◆ **Requirement**
Exactly the lines from the one containing "Each instance of the hand" through the end of the entries, both ends included, are to be output.

START Listed records

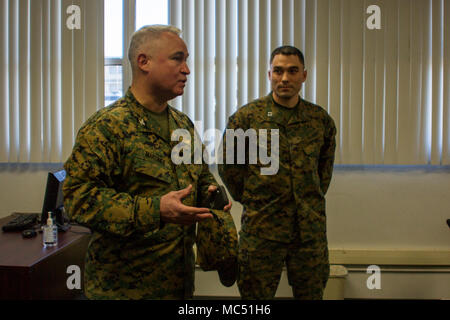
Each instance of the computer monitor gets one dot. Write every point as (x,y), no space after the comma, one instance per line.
(54,201)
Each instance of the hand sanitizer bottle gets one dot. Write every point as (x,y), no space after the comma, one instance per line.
(50,235)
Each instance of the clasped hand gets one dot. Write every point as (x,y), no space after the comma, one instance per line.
(173,210)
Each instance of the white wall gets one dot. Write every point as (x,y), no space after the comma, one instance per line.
(367,208)
(386,215)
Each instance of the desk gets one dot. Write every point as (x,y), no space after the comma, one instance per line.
(30,271)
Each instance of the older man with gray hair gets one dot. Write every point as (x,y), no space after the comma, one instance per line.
(122,184)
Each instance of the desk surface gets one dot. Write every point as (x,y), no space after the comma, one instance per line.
(30,271)
(17,251)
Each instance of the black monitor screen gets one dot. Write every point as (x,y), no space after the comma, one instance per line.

END Listed records

◆ **Completed exercise**
Each instance of the hand sanitizer bottle gets one dot. Write every point as (x,y), no space after the comma, one instance per line.
(50,235)
Each instance of the clasped hand gets one dot. Write every point as (x,y), no space after the comma, one instance per line.
(173,210)
Each instance of the white wall gets one dot. Write every point as (x,y), no space after the comma, one instance per line.
(367,208)
(386,215)
Each instance of the desk gets one dot. Write every point as (x,y), no space after the comma, one instance per line.
(30,271)
Each instance of the older man with gray hair gets one dot. Write every point as (x,y), no space after the comma, one instance per line.
(122,184)
Each instance of the desk surface gets one dot. Write every point as (x,y), no space after the comma, one instance per line.
(30,271)
(17,251)
Each instance of the black monitor screen gets one dot. Write every point as (x,y), no space after the comma, one instance per line.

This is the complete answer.